## [OBJECTIVE]
Edit the entries below, starting at the line containing "Where can you find the grease" and continuing through the end of the entries. Swap every "marker" for "pin", change nothing else, and give back only that stretch.

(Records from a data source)

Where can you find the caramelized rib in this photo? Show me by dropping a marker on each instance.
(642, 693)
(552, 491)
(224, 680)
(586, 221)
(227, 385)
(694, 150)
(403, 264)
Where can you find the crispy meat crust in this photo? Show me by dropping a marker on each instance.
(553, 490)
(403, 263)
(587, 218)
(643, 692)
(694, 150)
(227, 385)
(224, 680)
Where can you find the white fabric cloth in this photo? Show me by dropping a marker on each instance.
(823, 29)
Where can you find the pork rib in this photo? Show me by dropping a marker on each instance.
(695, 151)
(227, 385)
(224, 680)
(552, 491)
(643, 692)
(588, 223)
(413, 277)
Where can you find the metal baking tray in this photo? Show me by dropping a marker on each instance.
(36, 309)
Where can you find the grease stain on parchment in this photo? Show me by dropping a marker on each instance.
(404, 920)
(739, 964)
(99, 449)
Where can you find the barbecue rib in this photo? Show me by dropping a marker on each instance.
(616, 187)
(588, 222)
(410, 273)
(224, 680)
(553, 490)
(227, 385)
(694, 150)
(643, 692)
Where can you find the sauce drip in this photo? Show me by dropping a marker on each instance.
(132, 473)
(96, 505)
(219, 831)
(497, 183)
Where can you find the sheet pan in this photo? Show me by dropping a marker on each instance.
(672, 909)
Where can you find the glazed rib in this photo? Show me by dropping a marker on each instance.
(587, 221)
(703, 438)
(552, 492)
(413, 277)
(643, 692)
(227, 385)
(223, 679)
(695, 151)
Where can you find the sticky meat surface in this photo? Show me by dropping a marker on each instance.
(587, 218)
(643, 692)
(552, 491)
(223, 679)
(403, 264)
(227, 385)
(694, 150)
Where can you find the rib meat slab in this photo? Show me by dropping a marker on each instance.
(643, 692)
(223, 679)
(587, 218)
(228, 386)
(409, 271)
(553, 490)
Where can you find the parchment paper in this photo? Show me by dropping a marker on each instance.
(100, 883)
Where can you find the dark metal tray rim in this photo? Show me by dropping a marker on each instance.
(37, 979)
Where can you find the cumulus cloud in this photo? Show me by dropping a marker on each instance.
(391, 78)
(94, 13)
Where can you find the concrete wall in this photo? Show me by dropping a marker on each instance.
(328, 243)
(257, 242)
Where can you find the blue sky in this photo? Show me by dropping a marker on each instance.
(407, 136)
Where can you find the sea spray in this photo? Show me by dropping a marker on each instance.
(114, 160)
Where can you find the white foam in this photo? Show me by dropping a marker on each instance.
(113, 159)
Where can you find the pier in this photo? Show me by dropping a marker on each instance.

## [COMPLETE RESPONSE]
Where can you find the grease stain on parchment in this photo? Show me by dropping a pin on each instance.
(404, 920)
(739, 964)
(99, 449)
Where can you find the barbecue rib in this photo? Show me by dropping a pin on each instance.
(616, 187)
(588, 222)
(410, 273)
(224, 680)
(553, 490)
(227, 385)
(694, 150)
(643, 692)
Where can you find the sauce drip in this photo? Show me by dropping a pin on each instance.
(132, 473)
(96, 505)
(219, 831)
(497, 183)
Where can you find the sheet pan in this photo? Show me by dropping a pin on each instance.
(672, 909)
Where can you find the glazed rib in this photo? Show me by dropping a pin on each instance.
(587, 221)
(703, 438)
(552, 492)
(413, 277)
(643, 692)
(227, 385)
(223, 679)
(695, 151)
Where can you find the sticky meat surface in this photo? Show me by dropping a pin on each instance.
(587, 218)
(643, 692)
(552, 491)
(223, 679)
(403, 264)
(227, 385)
(694, 150)
Where can you find the rib meat slab in this photo? Show me by dropping a pin on each instance.
(643, 692)
(223, 679)
(587, 218)
(228, 386)
(409, 271)
(553, 490)
Where can you find the parchment paper in this photo? Show me by dropping a pin on each instance.
(100, 883)
Where can you find the dark metal tray rim in this photo? Show me by dropping a pin on each instance.
(37, 979)
Where can you find the cumulus cloud in this photo? Show me by dropping a pin on each instance.
(391, 78)
(94, 13)
Where can you find the concrete wall in this photo? Show me by dropping a pin on each instance.
(328, 243)
(257, 242)
Where can you find the blue sky in this photo? Show me by dropping a pin on each instance.
(407, 136)
Where can you find the sea spray in this photo? Show me by dropping a pin on each instance.
(114, 160)
Where can you find the white foam in this photo? Show me by dropping a pin on each instance.
(113, 159)
Where can you find the pier in this photo? Show me by dropping a pin on each instance.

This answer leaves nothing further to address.